Reading text:
◆ ◆ ◆
While most plunger systems in modern Nerf blasters rely on the user to move a handle or other component rearward to store energy in a spring, Hasbro designs most blasters' flywheel systems using battery-driven motors as the effective propulsion method. In these systems a pair of motors spins two opposing wheels, each in the direction of the barrel, in order to impart momentum onto the projectile. To perform this action, the user pulls the blaster's trigger to actuate a mechanical or electronic indexer, which feeds a dart or other projectile into the spinning wheels. The wheels, in turn, apply friction to the dart or other projectile to launch the ammo out through the barrel mechanism.
◆ ◆ ◆
Exercise set:
- A) In the Nerf flywheel passage, what does the user pull to actuate the indexer?
- B) Pick up the Nerf flywheel passage after its final sentence and keep writing it.
The lines after this passage are separate material.

Excerpted records:
◆ ◆ ◆
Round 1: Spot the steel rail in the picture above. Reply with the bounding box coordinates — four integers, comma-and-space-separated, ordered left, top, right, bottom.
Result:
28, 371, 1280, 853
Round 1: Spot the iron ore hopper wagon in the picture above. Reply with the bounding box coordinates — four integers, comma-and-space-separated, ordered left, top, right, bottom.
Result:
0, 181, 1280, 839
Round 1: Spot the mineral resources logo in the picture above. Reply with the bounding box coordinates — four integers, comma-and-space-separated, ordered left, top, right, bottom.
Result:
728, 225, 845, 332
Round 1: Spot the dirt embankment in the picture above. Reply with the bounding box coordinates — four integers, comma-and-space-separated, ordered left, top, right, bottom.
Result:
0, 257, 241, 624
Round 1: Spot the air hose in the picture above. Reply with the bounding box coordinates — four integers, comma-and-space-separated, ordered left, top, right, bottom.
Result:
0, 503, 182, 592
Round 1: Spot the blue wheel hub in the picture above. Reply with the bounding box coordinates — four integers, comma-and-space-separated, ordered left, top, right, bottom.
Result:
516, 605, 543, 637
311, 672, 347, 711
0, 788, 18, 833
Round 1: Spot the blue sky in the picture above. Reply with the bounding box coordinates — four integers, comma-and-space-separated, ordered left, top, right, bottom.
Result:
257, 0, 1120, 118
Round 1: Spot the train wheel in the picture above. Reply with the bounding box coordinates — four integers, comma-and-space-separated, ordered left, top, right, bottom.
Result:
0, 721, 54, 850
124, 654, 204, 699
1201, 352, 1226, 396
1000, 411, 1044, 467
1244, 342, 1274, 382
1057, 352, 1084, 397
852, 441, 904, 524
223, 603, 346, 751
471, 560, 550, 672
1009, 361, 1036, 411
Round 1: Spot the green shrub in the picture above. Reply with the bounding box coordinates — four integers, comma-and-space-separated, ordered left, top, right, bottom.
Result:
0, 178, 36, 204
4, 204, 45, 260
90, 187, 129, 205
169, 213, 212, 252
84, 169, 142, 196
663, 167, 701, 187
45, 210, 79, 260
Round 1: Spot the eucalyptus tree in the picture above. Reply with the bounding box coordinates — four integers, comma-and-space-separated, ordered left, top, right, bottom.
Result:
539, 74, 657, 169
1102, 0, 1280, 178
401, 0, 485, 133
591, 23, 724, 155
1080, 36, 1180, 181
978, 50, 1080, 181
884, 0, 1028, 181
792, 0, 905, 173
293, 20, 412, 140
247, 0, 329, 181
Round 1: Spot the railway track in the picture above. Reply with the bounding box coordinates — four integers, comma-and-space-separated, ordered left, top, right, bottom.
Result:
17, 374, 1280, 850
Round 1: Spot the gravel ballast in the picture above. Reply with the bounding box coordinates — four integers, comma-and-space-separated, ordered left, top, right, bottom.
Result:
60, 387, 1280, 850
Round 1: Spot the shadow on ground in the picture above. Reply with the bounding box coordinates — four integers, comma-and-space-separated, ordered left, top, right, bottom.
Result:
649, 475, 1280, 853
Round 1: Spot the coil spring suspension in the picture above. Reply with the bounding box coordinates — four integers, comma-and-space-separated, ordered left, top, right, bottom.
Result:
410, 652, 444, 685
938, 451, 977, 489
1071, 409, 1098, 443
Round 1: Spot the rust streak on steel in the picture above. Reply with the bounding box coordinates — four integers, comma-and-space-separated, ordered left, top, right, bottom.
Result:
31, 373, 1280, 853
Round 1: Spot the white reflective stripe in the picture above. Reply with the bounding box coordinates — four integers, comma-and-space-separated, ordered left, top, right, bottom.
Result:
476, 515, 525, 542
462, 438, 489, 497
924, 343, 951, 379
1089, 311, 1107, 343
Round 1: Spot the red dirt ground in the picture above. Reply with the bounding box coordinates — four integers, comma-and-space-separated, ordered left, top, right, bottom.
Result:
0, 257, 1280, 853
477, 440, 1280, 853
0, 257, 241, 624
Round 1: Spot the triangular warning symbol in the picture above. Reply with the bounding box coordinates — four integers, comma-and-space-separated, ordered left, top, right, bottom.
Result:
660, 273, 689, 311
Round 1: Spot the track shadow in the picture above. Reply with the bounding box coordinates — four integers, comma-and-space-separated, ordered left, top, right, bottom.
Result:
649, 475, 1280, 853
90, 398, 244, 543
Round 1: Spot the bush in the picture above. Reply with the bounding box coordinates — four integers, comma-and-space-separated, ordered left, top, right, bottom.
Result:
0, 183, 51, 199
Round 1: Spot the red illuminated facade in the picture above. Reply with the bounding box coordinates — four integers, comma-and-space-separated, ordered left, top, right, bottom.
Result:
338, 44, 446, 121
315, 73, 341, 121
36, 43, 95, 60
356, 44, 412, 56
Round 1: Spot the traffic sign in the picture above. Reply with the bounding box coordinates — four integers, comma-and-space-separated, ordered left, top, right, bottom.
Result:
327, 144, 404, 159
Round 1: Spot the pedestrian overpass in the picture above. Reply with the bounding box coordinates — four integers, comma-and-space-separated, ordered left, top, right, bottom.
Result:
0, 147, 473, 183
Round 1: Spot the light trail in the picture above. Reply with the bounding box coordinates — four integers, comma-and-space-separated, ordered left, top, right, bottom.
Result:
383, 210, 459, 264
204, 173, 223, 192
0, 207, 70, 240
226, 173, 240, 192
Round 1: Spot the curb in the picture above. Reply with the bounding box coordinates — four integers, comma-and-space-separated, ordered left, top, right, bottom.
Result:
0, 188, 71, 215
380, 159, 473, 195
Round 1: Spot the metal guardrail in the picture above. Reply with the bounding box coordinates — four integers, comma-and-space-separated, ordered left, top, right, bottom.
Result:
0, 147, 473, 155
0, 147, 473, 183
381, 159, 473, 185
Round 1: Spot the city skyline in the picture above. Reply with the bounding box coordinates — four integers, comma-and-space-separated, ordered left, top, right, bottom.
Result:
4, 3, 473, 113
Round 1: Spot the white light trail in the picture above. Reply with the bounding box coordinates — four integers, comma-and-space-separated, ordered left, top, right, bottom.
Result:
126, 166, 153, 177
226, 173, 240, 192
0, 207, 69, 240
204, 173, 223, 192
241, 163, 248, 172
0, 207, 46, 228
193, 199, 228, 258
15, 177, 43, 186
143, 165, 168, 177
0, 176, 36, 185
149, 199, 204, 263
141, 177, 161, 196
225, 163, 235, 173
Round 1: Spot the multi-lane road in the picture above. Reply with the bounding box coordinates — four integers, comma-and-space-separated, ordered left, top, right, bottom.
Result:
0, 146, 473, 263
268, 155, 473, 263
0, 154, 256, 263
◆ ◆ ◆
Responses by task:
- A) The blaster's trigger.

- B)
Many of Hasbro's electronic Nerf blasters utilize flywheels as their favored propulsion mechanism. The N-Strike Elite Rapidstrike CS-18, for instance, features a dual-motor flywheel system powered by four C-cell batteries, whose micro darts are fed with another motorized pusher mechanism. Some flywheel-operated blasters like the N-Strike Elite Stryfe, however, use a combination of mechanical and electronic components to propel darts out of the launch mechanism. Unlike the Rapidstrike CS-18, the Stryfe allows the user to operate a mechanical pusher to feed darts into a pair of motorized flywheels by pulling the blaster's trigger.

==Modern product lines==

Engineering design of a Nerf Elite Triad EX-3 blaster.

This list consists solely of Nerf brand blasters released since 2003.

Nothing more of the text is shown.